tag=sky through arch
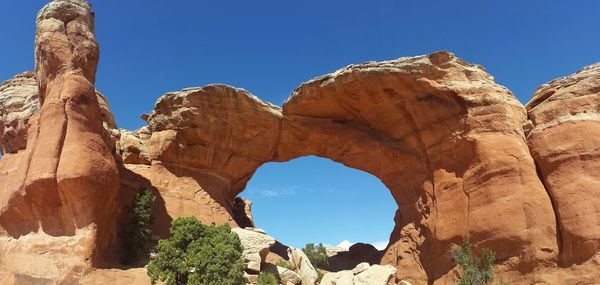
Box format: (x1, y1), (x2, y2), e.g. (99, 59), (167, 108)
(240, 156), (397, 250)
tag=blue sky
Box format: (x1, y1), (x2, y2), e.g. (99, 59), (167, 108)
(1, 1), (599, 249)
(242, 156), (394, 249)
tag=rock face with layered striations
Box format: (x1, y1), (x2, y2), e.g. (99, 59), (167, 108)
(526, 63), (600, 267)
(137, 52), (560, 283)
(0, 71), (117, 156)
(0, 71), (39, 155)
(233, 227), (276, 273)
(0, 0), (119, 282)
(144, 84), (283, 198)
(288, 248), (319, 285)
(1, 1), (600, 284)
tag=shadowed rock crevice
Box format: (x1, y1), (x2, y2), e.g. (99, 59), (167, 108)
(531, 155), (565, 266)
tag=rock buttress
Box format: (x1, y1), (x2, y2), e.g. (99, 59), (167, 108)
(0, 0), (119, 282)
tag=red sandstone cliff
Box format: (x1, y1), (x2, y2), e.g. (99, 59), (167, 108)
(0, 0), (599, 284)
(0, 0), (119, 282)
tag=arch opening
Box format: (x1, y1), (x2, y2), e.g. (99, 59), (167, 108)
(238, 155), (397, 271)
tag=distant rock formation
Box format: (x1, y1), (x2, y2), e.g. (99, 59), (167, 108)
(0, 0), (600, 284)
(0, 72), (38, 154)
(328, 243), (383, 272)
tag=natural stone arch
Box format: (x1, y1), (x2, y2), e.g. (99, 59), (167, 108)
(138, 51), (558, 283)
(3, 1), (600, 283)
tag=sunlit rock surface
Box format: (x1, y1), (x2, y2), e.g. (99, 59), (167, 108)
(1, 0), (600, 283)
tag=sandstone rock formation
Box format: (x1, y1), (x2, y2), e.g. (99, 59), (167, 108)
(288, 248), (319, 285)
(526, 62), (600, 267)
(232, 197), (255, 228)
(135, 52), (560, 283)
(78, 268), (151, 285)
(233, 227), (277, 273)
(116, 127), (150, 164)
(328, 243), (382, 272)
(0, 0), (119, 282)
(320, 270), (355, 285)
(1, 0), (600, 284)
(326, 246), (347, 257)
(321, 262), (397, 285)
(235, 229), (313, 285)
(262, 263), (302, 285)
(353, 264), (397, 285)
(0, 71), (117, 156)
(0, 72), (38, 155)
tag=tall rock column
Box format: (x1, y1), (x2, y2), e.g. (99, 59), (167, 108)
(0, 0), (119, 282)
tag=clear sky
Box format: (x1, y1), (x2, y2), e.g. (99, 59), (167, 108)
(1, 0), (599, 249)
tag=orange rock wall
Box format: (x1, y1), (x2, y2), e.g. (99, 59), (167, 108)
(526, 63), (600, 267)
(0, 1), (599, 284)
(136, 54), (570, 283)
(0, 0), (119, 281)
==
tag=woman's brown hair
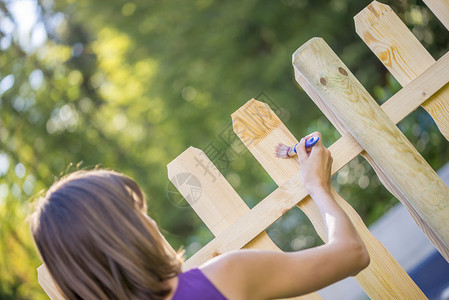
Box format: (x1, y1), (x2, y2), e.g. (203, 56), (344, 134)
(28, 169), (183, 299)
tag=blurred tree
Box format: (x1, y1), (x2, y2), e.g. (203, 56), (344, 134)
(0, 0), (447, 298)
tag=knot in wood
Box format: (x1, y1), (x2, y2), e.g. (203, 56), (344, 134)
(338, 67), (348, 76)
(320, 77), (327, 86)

> _REQUIRED WORK_
Pull each line holding "rock" out of the listing.

> _RESPONSE_
tag=rock face with layered striations
tag=shadowed rock crevice
tag=rock buttress
tag=distant rock formation
tag=sunlit rock surface
tag=sandstone rock formation
tag=tall rock column
tag=orange rock wall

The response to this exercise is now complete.